Analysts believe Rio Tinto’s interest in Glencore is largely driven by the Swiss-based group’s strong copper exposure, a commodity that has become central to the global energy transition and the expansion of artificial intelligence.
However, the creation of what would be the world’s largest mining company would also have implications for South Africa, where Glencore maintains a sizeable operational and corporate footprint.
Andrew Bahlmann, M&A specialist and CEO at Deal Leaders International, said in an interview on Monday that possible strategic repositioning of the merged entity will be impactful for Glencore’s ferrochrome, vanadium and other interests.
“While the Glencore/Rio Tinto merger is focused on global assets, there are possible knock-on effects for South Africa,” said Bahlmann.
“Glencore is listed on the JSE and has operations in the country, including ferrochrome, vanadium and coal interests (and) any strategic repositioning - whether divestitures or capital reallocations - could influence local employment, investment flows and commodity markets.”

══════════

What to do: Resume the article on a possible Rio Tinto and Glencore merger after its last sentence above, and keep going in the same reporting style.

══════════

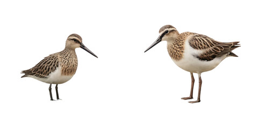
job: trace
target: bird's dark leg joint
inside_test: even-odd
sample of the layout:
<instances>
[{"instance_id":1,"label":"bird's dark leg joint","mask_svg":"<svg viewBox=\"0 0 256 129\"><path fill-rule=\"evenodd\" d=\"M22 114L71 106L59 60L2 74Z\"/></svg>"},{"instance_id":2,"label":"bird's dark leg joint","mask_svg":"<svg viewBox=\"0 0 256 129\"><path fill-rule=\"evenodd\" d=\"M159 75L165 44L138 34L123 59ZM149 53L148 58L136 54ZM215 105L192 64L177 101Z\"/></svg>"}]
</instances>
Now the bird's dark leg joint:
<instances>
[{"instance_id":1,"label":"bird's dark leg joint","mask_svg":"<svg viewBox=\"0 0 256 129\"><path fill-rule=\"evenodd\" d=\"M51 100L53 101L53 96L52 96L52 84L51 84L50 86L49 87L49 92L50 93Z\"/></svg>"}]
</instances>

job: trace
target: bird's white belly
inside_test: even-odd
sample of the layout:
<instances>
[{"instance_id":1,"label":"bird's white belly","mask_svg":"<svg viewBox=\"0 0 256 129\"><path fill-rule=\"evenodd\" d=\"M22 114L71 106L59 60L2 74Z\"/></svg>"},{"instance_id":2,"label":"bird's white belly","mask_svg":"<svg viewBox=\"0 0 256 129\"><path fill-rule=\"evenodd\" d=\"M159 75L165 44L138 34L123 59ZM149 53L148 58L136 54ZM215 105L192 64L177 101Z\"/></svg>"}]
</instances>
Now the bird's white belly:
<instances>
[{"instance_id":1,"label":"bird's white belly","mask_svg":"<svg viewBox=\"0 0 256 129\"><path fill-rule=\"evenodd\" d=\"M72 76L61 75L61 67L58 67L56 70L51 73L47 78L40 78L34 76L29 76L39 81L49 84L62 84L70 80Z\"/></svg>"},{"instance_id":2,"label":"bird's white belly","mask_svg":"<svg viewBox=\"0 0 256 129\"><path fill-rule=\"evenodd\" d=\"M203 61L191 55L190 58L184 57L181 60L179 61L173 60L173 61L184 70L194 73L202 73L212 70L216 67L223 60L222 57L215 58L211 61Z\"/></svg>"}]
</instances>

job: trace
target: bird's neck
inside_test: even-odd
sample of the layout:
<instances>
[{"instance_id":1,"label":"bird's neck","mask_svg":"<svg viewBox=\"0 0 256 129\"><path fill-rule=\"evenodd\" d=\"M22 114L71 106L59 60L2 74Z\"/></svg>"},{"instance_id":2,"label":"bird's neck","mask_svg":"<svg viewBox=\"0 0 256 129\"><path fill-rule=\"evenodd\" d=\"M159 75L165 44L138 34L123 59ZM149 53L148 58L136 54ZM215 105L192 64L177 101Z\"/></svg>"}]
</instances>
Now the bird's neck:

══════════

Written answer:
Other major international companies such as AngloGold Ashanti, BHP and Anglo American after its restructuring and tie up with Teck Resources have shifted domicile, divested or moved primary listing from South Africa.
Nonetheless, investors in Glencore and other numerous stakeholders given its footprint of operations in SA could also benefit from the merger. Glencore surged 10% on the JSE on Friday after the two companies confirmed that they were engaged in discussions to consummate the merger.
“South African stakeholders may be indirect beneficiaries rather than central drivers of the transaction, given the global strategic motivations centred on copper and portfolio optimisation,” added Bahlmann.
Rio Tinto has until 5 February to announce if it intends to make a firm offer or not although the date can also be extended by regulatory authorities.
Discussions between the two firms have persisted for a long time although the latest confirmation has provided impetus, with the allure of copper also weighing in, especially after the merger of Anglo American and Teck.
Copper has stirred up merger and acquisition activity in the global mining sector over the past few months with Anglo American also tying up together with Teck Resources after it rebuffed BHP’s offer.
Analysts said for the broader global mining sector, the magnitude of the Rio Tinto/Glencore merger will “accelerate further consolidation, particularly among companies seeking to scale up in high-growth metals or diversify” risk.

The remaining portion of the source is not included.